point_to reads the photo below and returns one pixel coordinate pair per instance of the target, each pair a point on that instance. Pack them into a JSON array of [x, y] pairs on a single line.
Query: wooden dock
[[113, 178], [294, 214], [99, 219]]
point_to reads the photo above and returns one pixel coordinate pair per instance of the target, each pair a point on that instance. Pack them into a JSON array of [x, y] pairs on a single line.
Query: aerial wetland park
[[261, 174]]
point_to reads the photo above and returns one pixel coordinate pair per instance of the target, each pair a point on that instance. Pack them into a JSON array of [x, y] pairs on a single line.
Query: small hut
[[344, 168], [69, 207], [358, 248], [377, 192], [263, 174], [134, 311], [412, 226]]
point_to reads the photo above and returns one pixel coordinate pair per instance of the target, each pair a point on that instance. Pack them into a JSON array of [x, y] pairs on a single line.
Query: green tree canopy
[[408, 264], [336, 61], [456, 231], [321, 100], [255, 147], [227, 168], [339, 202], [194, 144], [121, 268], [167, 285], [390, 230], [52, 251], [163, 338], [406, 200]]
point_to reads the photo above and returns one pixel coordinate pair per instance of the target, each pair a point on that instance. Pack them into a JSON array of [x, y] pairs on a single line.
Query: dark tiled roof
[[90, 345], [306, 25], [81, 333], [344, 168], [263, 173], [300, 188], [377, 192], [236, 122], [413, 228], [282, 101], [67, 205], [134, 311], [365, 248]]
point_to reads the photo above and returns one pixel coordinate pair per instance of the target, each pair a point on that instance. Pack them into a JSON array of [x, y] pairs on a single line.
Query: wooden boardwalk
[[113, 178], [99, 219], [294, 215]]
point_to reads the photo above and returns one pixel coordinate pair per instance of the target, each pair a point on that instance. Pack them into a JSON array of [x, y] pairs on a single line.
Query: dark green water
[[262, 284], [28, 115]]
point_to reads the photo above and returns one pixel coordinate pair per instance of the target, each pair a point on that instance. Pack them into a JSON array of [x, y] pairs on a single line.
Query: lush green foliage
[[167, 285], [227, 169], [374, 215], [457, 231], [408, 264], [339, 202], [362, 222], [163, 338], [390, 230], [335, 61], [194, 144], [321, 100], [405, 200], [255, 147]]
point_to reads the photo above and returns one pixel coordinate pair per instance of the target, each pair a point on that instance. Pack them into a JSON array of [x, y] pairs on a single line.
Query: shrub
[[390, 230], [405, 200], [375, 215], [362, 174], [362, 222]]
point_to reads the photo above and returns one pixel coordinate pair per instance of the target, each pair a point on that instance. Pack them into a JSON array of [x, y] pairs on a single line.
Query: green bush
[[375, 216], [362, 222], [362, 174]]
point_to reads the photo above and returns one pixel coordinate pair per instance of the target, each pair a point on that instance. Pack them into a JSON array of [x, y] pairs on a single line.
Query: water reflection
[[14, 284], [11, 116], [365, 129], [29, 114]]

§

* [Given task]:
Reproduce the stretch of entries from the start through the line containing "311], [365, 248]]", both ends included, requests and all, with every coordinate in the answers scaled by 0.9 and rounded to the nearest whole number, halves rounded up. Return only those lines.

* [Result below]:
point_to reads the photo below and returns one pixel coordinate pair per instance of the target, each pair a point on that instance. Pack them into a JSON array of [x, y] pairs on a single line.
Query: wooden dock
[[102, 160], [265, 193], [89, 197]]
point_to reads the photo above and returns one pixel coordinate pair per instance of the target, each pair a point on that instance. Pack them into a JSON array of [x, y] pairs on a single line.
Query: aerial wetland park
[[235, 157]]
point_to reads the photo above and returns one pixel coordinate pair per instance of the target, each pair a point on that instance. Pack them into a JSON array of [x, y] pairs on a single line.
Query: small hut
[[310, 151], [62, 186], [322, 223], [339, 173], [237, 157], [121, 280], [371, 203]]
point_to reads the photo above and returns one pixel coordinate pair per instance of the target, each pair a point on that instance. Pack them into a JSON array of [x, y] pairs on a single line.
Query: green tree canopy
[[367, 238], [302, 55], [410, 208], [289, 90], [230, 132], [204, 151], [305, 182], [175, 130], [109, 241], [150, 257], [351, 207], [47, 226], [147, 304], [365, 180]]
point_to reads the photo above and returns one pixel coordinate pair per instance of the target, each pair a point on that instance. Pack them into a JSON array of [x, y] pairs on a single line.
Query: dark tiled roof
[[81, 311], [275, 23], [73, 300], [310, 151], [237, 156], [270, 169], [339, 173], [212, 110], [372, 205], [254, 91], [60, 185], [121, 280], [329, 223]]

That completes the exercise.